**Excerpt from a dataset**
-----
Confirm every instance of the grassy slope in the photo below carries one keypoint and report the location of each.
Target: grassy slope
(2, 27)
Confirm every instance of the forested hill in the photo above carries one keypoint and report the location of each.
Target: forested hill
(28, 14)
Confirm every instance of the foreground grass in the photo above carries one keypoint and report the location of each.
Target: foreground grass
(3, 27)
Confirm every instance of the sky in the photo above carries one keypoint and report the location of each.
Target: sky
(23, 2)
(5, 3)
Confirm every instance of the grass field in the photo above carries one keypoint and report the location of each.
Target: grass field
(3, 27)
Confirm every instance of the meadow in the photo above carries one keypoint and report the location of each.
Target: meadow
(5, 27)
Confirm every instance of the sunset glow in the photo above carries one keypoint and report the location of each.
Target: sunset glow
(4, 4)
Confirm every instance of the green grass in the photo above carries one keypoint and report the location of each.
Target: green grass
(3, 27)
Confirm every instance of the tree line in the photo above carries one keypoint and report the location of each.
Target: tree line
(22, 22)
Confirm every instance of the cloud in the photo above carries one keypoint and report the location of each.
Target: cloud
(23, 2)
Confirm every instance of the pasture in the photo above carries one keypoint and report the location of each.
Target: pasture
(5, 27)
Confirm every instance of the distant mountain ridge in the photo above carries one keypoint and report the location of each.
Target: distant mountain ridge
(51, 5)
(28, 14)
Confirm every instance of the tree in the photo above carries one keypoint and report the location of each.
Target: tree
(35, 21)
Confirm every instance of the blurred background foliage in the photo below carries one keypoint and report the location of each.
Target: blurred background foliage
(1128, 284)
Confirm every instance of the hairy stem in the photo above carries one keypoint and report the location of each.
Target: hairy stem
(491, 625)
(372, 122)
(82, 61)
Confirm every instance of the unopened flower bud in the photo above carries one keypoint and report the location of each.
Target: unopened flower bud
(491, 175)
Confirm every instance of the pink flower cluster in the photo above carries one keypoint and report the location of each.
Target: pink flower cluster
-----
**WORK INSTRUCTIONS**
Edit the items from the line with "Confirm every instance of the blurred" to the line with "(1128, 284)" by replacing "foliage" with "leaves", keeping everything else unchanged. Return only those lines.

**RESPONSE TO THE TASK**
Confirm every instance of the blurred background leaves in the photo below carries one keypoint and report the location of each.
Target: blurred background leaves
(1128, 284)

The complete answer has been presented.